__Exercise goal__: Below are records to be copied exactly; their pictures are to be omitted.
START Supplied records
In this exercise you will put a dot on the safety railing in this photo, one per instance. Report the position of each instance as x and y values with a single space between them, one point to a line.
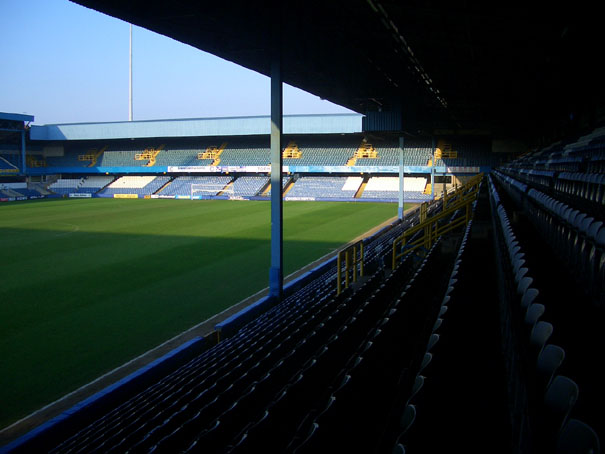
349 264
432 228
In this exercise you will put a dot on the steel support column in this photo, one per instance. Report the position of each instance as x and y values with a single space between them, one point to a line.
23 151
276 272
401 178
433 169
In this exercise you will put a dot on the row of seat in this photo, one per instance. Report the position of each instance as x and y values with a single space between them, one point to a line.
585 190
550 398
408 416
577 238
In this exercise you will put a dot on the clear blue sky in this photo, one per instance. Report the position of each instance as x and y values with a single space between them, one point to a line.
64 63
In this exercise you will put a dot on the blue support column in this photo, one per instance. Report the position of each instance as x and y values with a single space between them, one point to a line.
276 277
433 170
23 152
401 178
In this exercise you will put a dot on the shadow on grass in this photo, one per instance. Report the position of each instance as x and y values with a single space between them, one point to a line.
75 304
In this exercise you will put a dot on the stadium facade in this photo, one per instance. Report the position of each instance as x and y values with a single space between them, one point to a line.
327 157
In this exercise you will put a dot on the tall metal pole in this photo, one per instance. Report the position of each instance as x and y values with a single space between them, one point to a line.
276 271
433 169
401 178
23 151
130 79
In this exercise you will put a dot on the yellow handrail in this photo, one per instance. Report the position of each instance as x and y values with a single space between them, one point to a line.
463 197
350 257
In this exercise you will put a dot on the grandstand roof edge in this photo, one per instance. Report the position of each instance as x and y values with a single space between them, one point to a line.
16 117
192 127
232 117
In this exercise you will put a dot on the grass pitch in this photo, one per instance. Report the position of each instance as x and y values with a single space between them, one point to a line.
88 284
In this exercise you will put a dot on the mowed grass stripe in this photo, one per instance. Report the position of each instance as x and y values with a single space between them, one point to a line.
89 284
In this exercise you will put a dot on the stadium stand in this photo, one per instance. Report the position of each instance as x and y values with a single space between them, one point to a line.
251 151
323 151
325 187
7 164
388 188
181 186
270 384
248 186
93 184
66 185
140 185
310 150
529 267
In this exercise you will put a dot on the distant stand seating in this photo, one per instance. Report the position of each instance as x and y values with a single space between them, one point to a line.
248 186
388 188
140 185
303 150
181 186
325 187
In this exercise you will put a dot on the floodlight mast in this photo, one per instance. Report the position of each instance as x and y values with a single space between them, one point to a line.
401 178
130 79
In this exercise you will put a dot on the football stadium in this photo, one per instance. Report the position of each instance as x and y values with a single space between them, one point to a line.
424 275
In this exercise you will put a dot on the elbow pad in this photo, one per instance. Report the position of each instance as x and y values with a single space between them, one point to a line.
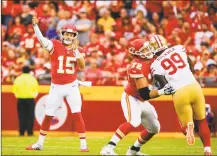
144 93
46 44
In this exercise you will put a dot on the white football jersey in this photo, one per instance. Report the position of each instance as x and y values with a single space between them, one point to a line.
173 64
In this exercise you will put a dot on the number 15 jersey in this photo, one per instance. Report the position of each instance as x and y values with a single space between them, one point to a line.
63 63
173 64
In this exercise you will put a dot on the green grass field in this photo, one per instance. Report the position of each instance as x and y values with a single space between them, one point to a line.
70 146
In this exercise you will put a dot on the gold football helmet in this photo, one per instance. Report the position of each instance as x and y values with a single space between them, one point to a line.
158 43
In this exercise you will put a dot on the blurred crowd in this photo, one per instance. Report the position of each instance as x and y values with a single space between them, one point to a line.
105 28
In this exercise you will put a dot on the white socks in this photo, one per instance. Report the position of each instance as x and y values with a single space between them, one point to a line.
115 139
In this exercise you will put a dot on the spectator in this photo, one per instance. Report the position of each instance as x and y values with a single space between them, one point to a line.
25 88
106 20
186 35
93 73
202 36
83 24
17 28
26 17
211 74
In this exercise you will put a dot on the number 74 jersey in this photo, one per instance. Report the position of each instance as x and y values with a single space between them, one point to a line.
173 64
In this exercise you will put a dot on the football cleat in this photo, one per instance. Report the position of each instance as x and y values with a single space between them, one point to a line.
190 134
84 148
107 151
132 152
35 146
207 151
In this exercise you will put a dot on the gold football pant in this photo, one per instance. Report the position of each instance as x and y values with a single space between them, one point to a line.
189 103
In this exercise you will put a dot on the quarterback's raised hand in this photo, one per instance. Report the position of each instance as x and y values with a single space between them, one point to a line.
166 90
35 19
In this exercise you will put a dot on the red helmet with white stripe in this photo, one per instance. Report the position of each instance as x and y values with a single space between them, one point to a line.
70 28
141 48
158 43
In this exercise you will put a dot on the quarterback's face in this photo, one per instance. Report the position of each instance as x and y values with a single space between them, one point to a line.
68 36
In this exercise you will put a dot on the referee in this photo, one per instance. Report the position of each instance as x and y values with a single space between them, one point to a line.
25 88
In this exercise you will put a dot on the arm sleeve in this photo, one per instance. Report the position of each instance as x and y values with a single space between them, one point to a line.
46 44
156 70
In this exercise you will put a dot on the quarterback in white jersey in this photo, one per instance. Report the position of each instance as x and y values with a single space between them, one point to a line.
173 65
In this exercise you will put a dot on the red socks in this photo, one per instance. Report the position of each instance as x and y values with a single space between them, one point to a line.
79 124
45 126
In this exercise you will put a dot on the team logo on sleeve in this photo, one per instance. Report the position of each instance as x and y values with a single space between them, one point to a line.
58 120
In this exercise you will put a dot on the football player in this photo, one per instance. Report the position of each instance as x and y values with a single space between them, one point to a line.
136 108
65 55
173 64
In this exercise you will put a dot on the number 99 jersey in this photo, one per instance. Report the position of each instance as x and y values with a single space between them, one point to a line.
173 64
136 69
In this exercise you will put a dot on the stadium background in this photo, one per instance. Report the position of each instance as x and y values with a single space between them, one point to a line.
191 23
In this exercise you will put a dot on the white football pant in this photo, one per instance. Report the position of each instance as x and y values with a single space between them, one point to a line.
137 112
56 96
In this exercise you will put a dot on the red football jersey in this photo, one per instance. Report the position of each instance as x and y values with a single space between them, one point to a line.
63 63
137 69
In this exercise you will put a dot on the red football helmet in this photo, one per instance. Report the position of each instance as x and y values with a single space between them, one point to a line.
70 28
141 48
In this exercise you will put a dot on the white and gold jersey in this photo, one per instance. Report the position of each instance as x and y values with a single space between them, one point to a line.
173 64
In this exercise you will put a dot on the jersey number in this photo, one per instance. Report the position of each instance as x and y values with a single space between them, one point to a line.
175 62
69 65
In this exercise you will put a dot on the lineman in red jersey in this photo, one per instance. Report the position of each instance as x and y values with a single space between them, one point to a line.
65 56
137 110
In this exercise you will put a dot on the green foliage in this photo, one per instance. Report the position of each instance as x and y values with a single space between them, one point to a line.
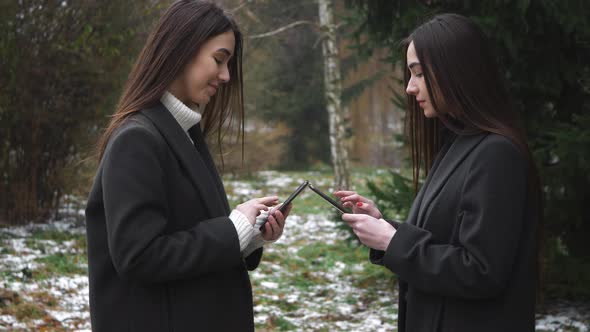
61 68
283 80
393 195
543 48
END Supplied records
__Task result__:
In this exercise you will put a dot on the safety railing in this photo, one per instance. Report the position of each instance as x and y values with a single space between them, one point to a line.
349 264
432 228
In this exercise you will put a dot on the steel support column in this photo, one per instance. Report the position of each instance as x and y values with a single space between them, one point to a line.
23 151
276 272
401 178
433 169
In this exercise you will put a dot on the row of seat in this photo, one per instance. Report the position of each instance as x and y values with a single space between them, one point to a line.
585 190
550 398
408 416
577 238
In this exercise you will put a dot on the clear blue sky in this photo, one per instance. Report the position of each instance as x and y values with a single space between them, one point to a line.
64 63
In this exercise you will put a dot on the blue support column in this photo, one per instance. Report the position of each instance as x and y values with a single space between them, one point to a line.
276 277
433 170
23 152
401 178
In this exercise you will put a dot on the shadow on grass in this photo, one per instance. Report the position of each instance as x and y values with a single space between them, one point to a line.
75 304
In this exercise you will put a dot on the stadium facade in this photo, one per instance. Report the position of each instance as x and y values with a single space between them, one point to a line.
327 157
In this exercise you will put a dot on the tall metal pole in this photo, one per instance. Report the position of each instance as x and y values with a single space between them, one point to a line.
276 271
433 169
401 178
23 151
130 79
In this exercise you will put a dot on the yellow handrail in this photo, one per instance. Report the position of each instance as x and y values with a single space between them, one point to a line.
463 197
350 257
In this exercise you will put a dot on the grandstand roof edge in this photo, one per instance. Report the position of each instance as x and y values with a single space between them, one point to a line.
16 117
192 127
232 117
In this exercise you will put a dot on the grass pitch in this photo, one per instance. Report the position of each instance as x and y values with a single space between them, one point to a line.
88 284
In this exercise you will put a dot on the mowed grass stripe in this photo, one per instance. Report the position of each instance as x and y values with a single space between them, one point to a line.
89 284
In this exercise you will put a dot on the stadium stand in this photo, one per instance. Report the position of each instance as x and y values with a single space between them, one point to a line.
251 151
323 151
325 187
7 164
388 188
181 186
270 384
248 186
93 184
66 185
140 185
310 150
529 267
In this exercise you will put a dot on the distant stand seating in this photo, one per instance. Report the position of each instance as x and y values with a single space between them, one point to a line.
248 186
388 188
140 185
303 150
181 186
325 187
In this exercise you will put a dot on the floodlight mast in this photo, one per instance. Report the position of each instance as x and y values with a single space between them, one point to a line.
401 178
130 79
In this exercise you will put a dot on the football stadium in this photo, one per instance. Report the position of each instance as x and y values with a single space between them, one point to a line.
424 275
In this exercise you will put a dot on the elbow pad in this photo, one per instance. Report the position of each instance as x and y values with a single space between them, one point to a line.
144 93
46 44
In this exercise you will put a dot on the white football jersey in this photo, one per instance. Report the position of each instance as x and y values with a single space between them, one point to a line.
173 64
In this exercise you will put a dot on the number 15 jersey in this photo, one per instance. Report the position of each instance as x and y values with a single space between them, one point to a line.
63 63
173 64
In this exercise you will put a dot on the green grass field in this photo, one per instance. Report the position of each instance as x and y values with a single space between them, one point to a line.
70 146
In this exercise you will put a dot on the gold football helmet in this photo, one per instance. Report the position of each instance as x and y values with a single space between them, one point to a line.
158 43
In this exercise you will put a dot on the blurred crowd in this photo, one per instance. Report the position of each instance as x and y values with a single space between them, one point to a line.
105 28
In this exercise you will put a dot on the white socks in this photo, one per instance. Report the position of each instance as x and y values with a single space between them, one point to a line.
115 139
In this exercise you will put a dot on the spectator in this photo, one per instance. Report the position of each instance as x and y values with a single space between them, one point to a line.
25 88
106 20
186 35
93 73
202 36
83 24
17 28
26 17
211 74
In this exercise you will put a dot on the number 74 jersey in this photo, one per instance. Report the position of each instance as x and y values with a single space between them, one point to a line.
173 64
In this exercise you will put a dot on the football cleat in this photo, one per instance. Report the position of each instance as x and y values with a single space between them, one point to a line.
190 134
84 148
107 151
132 152
35 146
207 151
In this exercise you will put a dot on the gold football pant in this photo, one per instance. Report the position of each instance as x and y values with a single space between them, one point to a line.
189 103
In this exercise you will put a dot on the quarterback's raised hand in this photo, one per instance. Report the position of each instance as x and y values with a single space between them, one point to a line.
166 90
35 19
In this exercise you will put a dot on the red helmet with white stripe in this photo, one per instance. Report the position of each instance as x and y values with a single space between them, one point to a line.
70 28
141 48
158 43
In this exercise you will put a dot on the quarterback's face in this photo, one per instance. Report the position of each instance as x and y values with a single space between them, one point to a line.
68 36
In this exercise you will put a dot on the referee in this photo, one per instance. Report the position of each instance as x and y values with a single space between them, one point to a line.
25 88
In this exercise you will put a dot on the arm sleeve in this photo, one per instance. Report the position of each instance as x and y values with a single space between them, one point to a line.
46 44
156 70
In this exercise you will put a dot on the quarterback in white jersey in this photo, one per instance. Report the position of each instance as x and y values with a single space between them, one point to a line.
173 65
In this exercise you will put a dot on the red socks in this photo, one per instance. Report the position of each instance as x and y values with a single space between them, one point to a line.
79 124
45 126
In this exercise you will put a dot on the team logo on sleeve in this photo, one per instance. Report the position of each instance as x and y values with a single space between them, one point to a line.
58 120
In this exercise you will put a dot on the football player in this photo, one per instance. Report the position of each instance as x and y values with a single space between them, one point to a line.
136 108
65 55
173 64
In this exercise you will put a dot on the number 99 jersey in this photo, one per instance. Report the position of each instance as x and y values with a single space between them, one point to a line.
173 64
136 69
In this exercise you will put a dot on the stadium background in this photo, one per instance. Report the position of each instance as x and y values with a single space between them, one point to a line.
191 23
In this exercise you will put a dot on the white football pant in this photo, one per instance. Report the position of each instance as x and y values with a single space between them, one point to a line.
137 112
56 96
In this exercise you will put a dot on the red football jersey in this photo, one per instance. Report the position of each instance as x and y values with a single space between them, one point to a line.
63 63
137 69
In this exercise you will put a dot on the red football helmet in this photo, one per instance. Report the position of each instance as x and y values with a single space between them, one point to a line.
70 28
141 48
In this exercise you will put a dot on the white and gold jersey in this photo, one per instance. Report the position of each instance as x and y values with a single space between them, one point to a line.
173 64
In this exercise you will put a dot on the jersey number in this photo, one per instance. Report the position of each instance as x and y values with a single space between them, one point to a line.
175 62
69 65
In this exercise you will put a dot on the lineman in red jersey in this photo, one per instance. Report the position of each instance as x and y values with a single space between them, one point to a line.
65 56
137 110
In this exercise you will put a dot on the green foliage in this photo, one per instance. Report the position of each instance as x and y values with a single space between them, one point to a line.
61 68
283 80
393 195
543 48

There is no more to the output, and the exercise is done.